CONTENIDO DEL LISTADO:
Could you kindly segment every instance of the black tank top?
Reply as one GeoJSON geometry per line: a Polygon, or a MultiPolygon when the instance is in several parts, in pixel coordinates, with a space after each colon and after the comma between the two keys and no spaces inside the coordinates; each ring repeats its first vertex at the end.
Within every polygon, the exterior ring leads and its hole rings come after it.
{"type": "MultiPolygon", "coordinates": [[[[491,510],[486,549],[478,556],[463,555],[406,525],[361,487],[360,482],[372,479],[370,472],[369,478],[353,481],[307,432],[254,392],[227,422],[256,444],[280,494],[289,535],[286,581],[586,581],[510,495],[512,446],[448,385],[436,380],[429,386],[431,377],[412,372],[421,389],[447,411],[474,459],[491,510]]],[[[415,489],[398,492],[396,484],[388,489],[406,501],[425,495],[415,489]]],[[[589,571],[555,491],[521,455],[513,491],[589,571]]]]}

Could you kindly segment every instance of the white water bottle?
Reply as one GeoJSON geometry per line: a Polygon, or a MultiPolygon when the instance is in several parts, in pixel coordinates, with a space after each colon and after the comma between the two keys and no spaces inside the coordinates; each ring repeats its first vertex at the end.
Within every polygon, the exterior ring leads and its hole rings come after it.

...

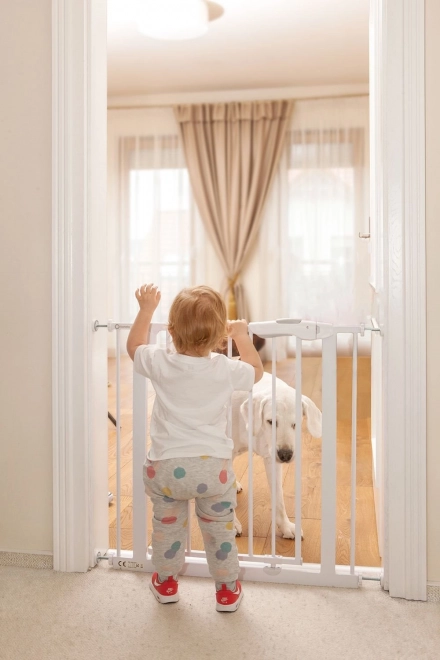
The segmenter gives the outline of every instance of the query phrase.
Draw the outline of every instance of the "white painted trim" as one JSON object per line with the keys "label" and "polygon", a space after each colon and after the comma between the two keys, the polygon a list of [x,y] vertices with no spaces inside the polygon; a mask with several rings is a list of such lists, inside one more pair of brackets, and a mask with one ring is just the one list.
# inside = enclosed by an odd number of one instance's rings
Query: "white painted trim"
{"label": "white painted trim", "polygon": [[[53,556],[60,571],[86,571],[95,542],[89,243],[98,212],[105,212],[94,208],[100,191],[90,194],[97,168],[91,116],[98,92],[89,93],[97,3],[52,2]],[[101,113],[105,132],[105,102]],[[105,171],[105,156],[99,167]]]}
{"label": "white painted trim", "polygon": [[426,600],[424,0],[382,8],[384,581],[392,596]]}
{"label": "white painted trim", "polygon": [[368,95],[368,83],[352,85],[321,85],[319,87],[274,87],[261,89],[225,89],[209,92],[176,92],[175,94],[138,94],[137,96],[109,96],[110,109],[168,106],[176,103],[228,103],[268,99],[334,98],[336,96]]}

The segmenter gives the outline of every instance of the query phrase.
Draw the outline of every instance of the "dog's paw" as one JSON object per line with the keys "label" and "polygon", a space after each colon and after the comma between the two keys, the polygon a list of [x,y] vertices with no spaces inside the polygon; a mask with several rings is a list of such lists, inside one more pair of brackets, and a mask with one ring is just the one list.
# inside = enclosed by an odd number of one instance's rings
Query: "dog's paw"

==

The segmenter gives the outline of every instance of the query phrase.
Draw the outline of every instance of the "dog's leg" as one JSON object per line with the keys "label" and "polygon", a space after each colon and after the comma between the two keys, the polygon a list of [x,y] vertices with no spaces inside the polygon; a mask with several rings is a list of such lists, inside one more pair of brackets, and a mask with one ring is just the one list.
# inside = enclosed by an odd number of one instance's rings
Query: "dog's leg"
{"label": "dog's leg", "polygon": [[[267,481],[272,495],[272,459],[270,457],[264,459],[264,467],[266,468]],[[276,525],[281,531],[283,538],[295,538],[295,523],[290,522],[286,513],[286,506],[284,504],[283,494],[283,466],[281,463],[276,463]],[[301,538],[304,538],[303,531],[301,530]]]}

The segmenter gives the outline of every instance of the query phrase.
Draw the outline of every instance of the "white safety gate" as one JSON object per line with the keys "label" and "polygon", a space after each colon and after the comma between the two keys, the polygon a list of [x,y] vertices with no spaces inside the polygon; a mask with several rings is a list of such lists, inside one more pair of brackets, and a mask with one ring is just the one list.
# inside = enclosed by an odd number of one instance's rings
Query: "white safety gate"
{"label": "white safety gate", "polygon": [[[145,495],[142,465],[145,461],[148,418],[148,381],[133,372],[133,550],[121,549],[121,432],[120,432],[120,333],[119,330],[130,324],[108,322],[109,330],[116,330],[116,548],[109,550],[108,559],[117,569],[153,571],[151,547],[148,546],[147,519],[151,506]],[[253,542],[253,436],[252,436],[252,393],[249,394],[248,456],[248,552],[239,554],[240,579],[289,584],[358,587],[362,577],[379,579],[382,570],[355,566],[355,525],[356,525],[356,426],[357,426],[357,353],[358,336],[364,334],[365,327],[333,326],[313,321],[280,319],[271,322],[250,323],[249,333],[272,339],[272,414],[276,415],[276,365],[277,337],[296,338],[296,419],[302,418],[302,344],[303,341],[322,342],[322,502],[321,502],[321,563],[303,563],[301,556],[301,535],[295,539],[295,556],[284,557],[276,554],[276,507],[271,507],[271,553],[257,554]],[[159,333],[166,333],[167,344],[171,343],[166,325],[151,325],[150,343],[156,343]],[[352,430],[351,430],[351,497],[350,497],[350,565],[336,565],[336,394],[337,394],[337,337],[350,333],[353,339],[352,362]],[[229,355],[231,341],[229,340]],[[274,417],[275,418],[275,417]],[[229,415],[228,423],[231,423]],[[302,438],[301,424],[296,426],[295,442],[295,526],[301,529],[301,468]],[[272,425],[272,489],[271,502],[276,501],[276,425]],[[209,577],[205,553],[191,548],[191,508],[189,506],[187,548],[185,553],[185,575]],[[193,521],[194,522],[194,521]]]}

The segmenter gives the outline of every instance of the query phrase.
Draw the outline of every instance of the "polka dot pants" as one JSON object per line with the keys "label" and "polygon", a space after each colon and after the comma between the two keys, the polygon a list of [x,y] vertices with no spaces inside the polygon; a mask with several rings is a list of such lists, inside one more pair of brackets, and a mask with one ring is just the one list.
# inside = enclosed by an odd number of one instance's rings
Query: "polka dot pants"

INSTRUCCIONES: Por favor, recopila todas las líneas del listado anterior que contengan la palabra "pants", teniendo en cuenta las mayúsculas y minúsculas.

RESULTADO DEL EJERCICIO:
Draw the outline of every instance of the "polka dot pants" as one JSON object per line with the keys "label" and "polygon", a space after each colon and after the comma between the two keys, the polygon a list of [x,y] vertices with no spaces inside the polygon; a mask with several rings is a list of such lists, inside one more pair of brackets, and a mask with one ring is just the one list.
Query: "polka dot pants"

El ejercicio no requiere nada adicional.